(Contour labeling entries)
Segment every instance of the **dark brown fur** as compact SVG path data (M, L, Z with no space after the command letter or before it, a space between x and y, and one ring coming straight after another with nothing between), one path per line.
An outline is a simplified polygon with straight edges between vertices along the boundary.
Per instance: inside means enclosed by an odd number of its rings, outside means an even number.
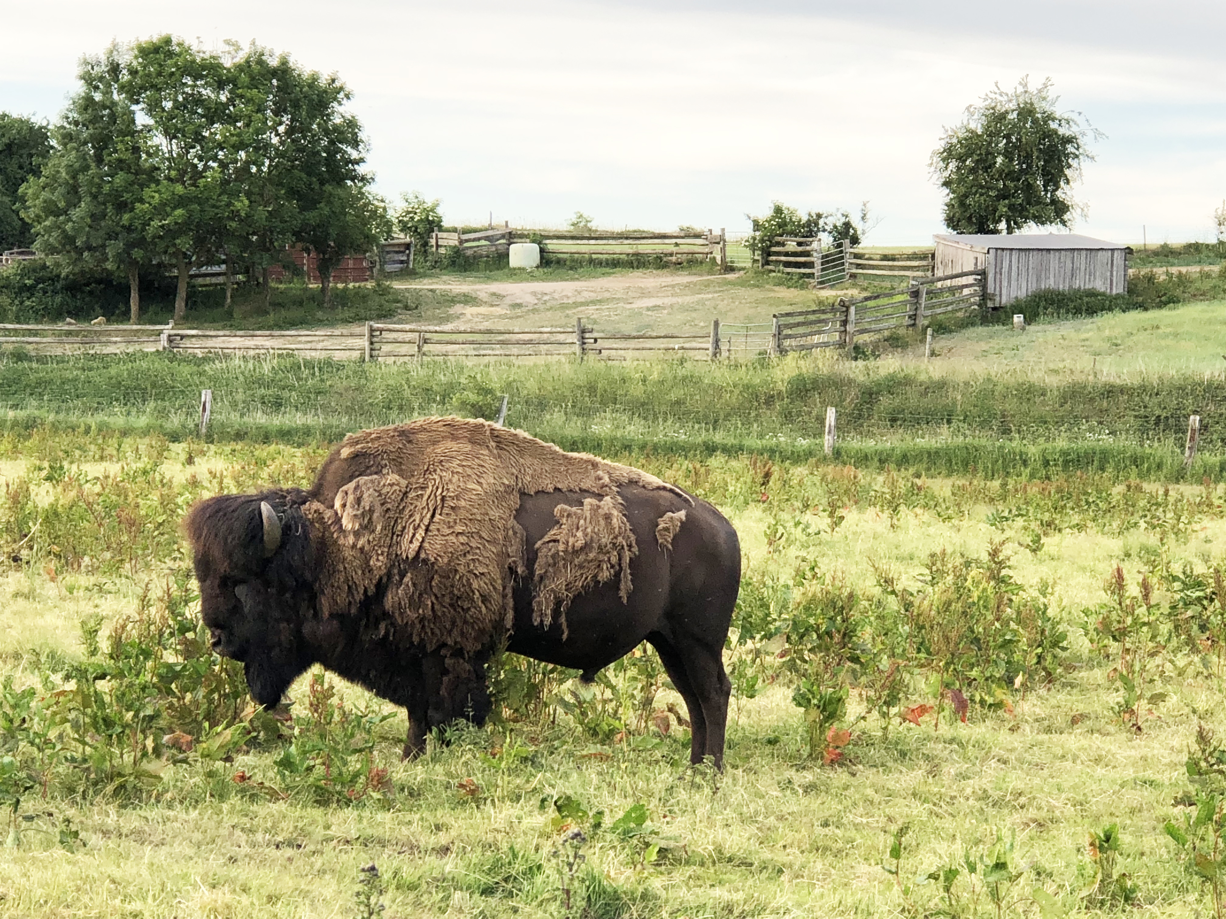
M321 663L406 706L406 754L412 754L422 749L429 728L459 717L484 719L489 711L484 664L505 626L511 627L511 652L571 667L588 678L646 640L658 651L689 708L691 758L710 755L722 762L729 690L722 649L739 586L741 553L736 532L718 511L663 483L657 486L658 480L650 477L645 477L646 486L625 482L617 488L634 540L655 538L666 513L688 509L687 523L674 535L671 551L628 559L634 583L629 596L620 578L587 583L566 611L568 635L560 616L533 625L538 543L558 524L559 505L580 509L585 499L601 502L608 491L520 494L506 539L517 540L521 555L514 564L501 556L509 572L504 589L511 621L500 622L476 649L434 646L421 641L412 621L389 613L398 602L391 591L440 576L428 559L394 553L381 571L357 580L349 573L354 560L348 554L365 551L371 558L378 546L340 539L345 513L332 506L348 484L371 474L368 467L368 456L345 456L338 450L310 491L223 495L200 502L188 516L205 624L217 651L244 663L257 702L276 705L299 674ZM264 558L261 500L282 520L281 544L268 559ZM360 502L347 507L354 513L386 510ZM407 506L402 510L412 512ZM383 523L397 526L394 518ZM454 592L447 588L441 596ZM454 616L456 610L438 614Z

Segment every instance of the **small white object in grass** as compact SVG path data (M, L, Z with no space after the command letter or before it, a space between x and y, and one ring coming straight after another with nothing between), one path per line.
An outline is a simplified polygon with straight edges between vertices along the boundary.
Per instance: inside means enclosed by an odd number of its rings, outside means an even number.
M509 257L512 268L537 268L541 266L541 246L536 243L511 243Z

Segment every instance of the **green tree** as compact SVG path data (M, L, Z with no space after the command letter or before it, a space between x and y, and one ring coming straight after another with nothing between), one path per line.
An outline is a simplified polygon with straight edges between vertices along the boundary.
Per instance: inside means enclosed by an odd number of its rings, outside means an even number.
M34 248L66 272L128 277L131 321L140 320L140 271L156 259L137 207L153 180L136 113L120 85L126 53L112 45L85 58L81 88L51 131L54 149L21 190Z
M400 207L392 216L392 223L396 232L405 239L413 240L413 250L418 257L429 251L430 234L443 227L443 213L439 211L439 205L438 199L427 201L417 191L400 196Z
M51 135L45 124L0 112L0 250L28 249L33 228L17 208L18 190L38 176L51 153Z
M1080 113L1059 112L1052 82L1032 89L996 88L946 129L929 165L945 190L945 225L954 233L1016 233L1070 227L1084 207L1070 189L1094 161L1102 135Z
M131 47L121 82L142 115L142 153L156 175L136 213L177 268L177 322L186 316L191 267L216 257L226 228L245 216L243 185L226 170L227 135L245 138L248 129L234 109L234 76L219 55L161 36Z
M316 256L324 305L332 305L332 272L348 255L369 252L391 233L387 205L359 184L330 185L304 214L300 240Z
M858 246L868 233L868 202L861 206L857 223L847 211L809 211L802 214L794 207L782 201L772 201L770 213L763 217L745 214L753 227L753 233L745 236L745 249L758 255L780 236L815 239L826 236L831 243L847 240Z

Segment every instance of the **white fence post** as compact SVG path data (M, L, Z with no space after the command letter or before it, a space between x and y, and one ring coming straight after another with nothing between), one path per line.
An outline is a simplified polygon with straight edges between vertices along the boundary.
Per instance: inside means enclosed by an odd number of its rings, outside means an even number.
M208 417L213 413L213 391L200 391L200 436L205 436L208 430Z
M1188 415L1188 446L1183 450L1183 468L1190 469L1197 458L1197 442L1200 440L1200 415Z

◆ Written request
Revise the entries by replacing "simplified polygon" with "reduced polygon" wherever it appears and changing nothing else. Reproduce all the entries without the pictures.

◆ Correct output
Segment every instance of the **dark brown fur** as compact SVG path data (M, L, Z with no space after the command letter or before it, a space between x and y, and one ring coming straight after another with nothing between), one path per line.
An outline is a reduced polygon with straight edges between vertices along the boundary.
Per instance: inside means enclosed by an odd number of its rings, outside means an even number.
M321 663L406 706L406 754L412 754L422 749L429 728L459 717L484 719L489 711L484 664L505 626L511 627L511 652L571 667L588 678L646 640L658 651L689 708L691 758L710 755L722 762L729 690L722 649L739 586L741 553L736 532L718 511L663 483L657 486L658 480L650 477L645 477L646 486L625 482L617 488L634 540L655 538L666 513L688 509L687 523L674 535L671 551L628 559L634 583L629 596L620 578L587 583L566 611L568 635L560 616L533 625L538 543L558 524L559 505L580 509L585 499L601 502L608 491L520 494L506 539L517 540L521 555L514 564L501 556L509 572L504 589L511 621L500 622L476 649L434 646L421 641L412 621L389 613L398 602L391 591L440 576L428 559L394 553L381 571L357 580L349 573L354 560L348 554L365 551L371 558L378 546L340 539L345 513L332 506L348 484L371 474L368 467L368 456L345 456L338 450L310 491L223 495L200 502L188 516L205 624L217 651L244 663L257 702L276 705L299 674ZM264 558L261 500L282 520L281 544L268 559ZM360 502L347 507L354 513L386 510ZM407 506L402 510L412 512ZM383 523L397 526L394 518ZM454 592L447 588L441 596ZM454 616L456 610L438 614Z

Segment every instance of the **small white object in grass** as compact SVG path data (M, L, Z with no space after the command letter or before it, a space between x and y, and one ring coming straight after another with nothing between), one path per line.
An outline is a reduced polygon with straight edges between vertices along the boundary.
Per instance: inside means enclosed by an odd number of its rings, outside means an even number.
M509 257L512 268L537 268L541 266L541 246L536 243L511 243Z

Segment every instance of the **green tree** as compact SVG path data (M, L, Z with no space after the command letter or before it, a space between x and y, and one ring coming straight after another with nothing between), one path per line.
An outline is a reduced polygon with straight edges between vertices along the boundary.
Per instance: inside means enclosed by an odd number of its rings, outside means an even number.
M34 248L66 272L128 277L131 321L140 320L140 271L156 259L137 207L153 180L136 113L120 85L126 53L112 45L85 58L81 88L51 131L54 149L21 190Z
M400 207L392 216L392 223L396 232L405 239L413 240L413 250L418 257L429 251L430 234L443 227L443 213L439 211L439 205L438 199L427 201L417 191L400 196Z
M51 135L45 124L0 112L0 250L28 249L33 228L17 208L18 190L38 176L51 153Z
M1080 113L1059 112L1052 82L1032 89L996 88L946 129L929 165L945 190L945 225L954 233L1016 233L1070 227L1084 207L1070 189L1094 161L1102 135Z
M131 47L121 82L142 115L142 153L156 175L136 213L177 268L177 322L186 316L191 267L216 257L226 228L245 216L243 185L226 170L227 135L245 138L248 129L234 109L234 76L219 55L161 36Z
M316 256L324 305L332 305L332 272L348 255L369 252L391 233L387 205L359 184L330 185L304 214L300 240Z
M858 246L868 233L868 202L861 206L857 223L847 211L809 211L802 214L794 207L782 201L772 201L770 213L763 217L745 214L753 227L753 233L745 236L745 249L758 255L780 236L815 239L826 236L831 243L847 240Z

Segment every instance of the **white fence post** as compact SVG path data (M, L, Z with no space after the command letter or before it, a space between x and y, and one ring coming straight after another with nothing between), one path per line.
An outline is a reduced polygon with straight edges between vertices along the boundary.
Per instance: inside means enclosed by an odd number of its rings, outside means an even number.
M208 417L213 413L213 391L200 391L200 436L205 436L208 430Z
M1188 415L1188 446L1183 450L1183 468L1190 469L1197 458L1197 442L1200 440L1200 415Z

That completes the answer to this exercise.